--- 作業項目 A ---
以下の研究状況報告について、次の問いに答えてください。
(i) 研究課題番号は何か。
(ii) 研究代表者の氏名は何か。
(iii) 研究代表者の職名は何か。
--- 作業項目 B ---
以下の研究状況報告から、「2023 Fiscal Year」に始まり「細胞病態研究部, 主任研究員 (20397623)」に至るまでのすべてを一字一句違えずに書き写してください。

--- 提供テキスト ---
------------------------

2023 Fiscal Year Research-status Report
小児・発達期の脳白質障害を標的とする知的障害/発達障害の機序解明と新規治療法開発
Project/Area Number |
23K07240
|
Research Institution | Institute for Developmental Research Aichi Developmental Disability Center |
Principal Investigator |
稲村 直子 愛知県医療療育総合センター発達障害研究所, 細胞病態研究部, 主任研究員 (20397623)

------------------------

データセットの行:
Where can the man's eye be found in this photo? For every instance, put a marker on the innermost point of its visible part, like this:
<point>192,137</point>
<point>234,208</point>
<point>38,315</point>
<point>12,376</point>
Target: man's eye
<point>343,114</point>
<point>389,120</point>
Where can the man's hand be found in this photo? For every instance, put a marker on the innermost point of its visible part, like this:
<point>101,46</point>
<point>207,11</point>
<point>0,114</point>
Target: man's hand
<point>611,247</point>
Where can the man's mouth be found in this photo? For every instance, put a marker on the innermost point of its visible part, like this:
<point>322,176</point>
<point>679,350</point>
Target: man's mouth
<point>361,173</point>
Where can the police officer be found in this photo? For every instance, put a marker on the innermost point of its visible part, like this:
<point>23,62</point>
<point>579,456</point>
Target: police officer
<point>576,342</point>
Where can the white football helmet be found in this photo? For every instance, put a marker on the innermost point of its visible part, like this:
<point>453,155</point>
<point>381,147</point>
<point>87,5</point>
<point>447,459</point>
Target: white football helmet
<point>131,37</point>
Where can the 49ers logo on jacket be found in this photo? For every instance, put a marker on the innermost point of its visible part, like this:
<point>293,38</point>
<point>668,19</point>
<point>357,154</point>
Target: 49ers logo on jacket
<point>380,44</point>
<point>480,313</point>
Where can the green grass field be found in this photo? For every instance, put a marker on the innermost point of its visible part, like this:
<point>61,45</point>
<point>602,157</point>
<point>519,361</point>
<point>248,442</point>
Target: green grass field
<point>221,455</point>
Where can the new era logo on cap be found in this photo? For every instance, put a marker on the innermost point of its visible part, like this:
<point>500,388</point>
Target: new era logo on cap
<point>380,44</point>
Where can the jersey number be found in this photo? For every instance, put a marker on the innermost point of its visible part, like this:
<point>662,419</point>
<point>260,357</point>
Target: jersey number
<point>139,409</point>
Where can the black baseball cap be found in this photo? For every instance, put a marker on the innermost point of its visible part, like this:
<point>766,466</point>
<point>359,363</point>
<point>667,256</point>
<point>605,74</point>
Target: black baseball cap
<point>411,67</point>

------------------------

--- 課題の解答 A ---
(i) 23K07240
(ii) 稲村 直子
(iii) 主任研究員

--- 課題の解答 B ---
2023 Fiscal Year Research-status Report
小児・発達期の脳白質障害を標的とする知的障害/発達障害の機序解明と新規治療法開発
Project/Area Number |
23K07240
|
Research Institution | Institute for Developmental Research Aichi Developmental Disability Center |
Principal Investigator |
稲村 直子 愛知県医療療育総合センター発達障害研究所, 細胞病態研究部, 主任研究員 (20397623)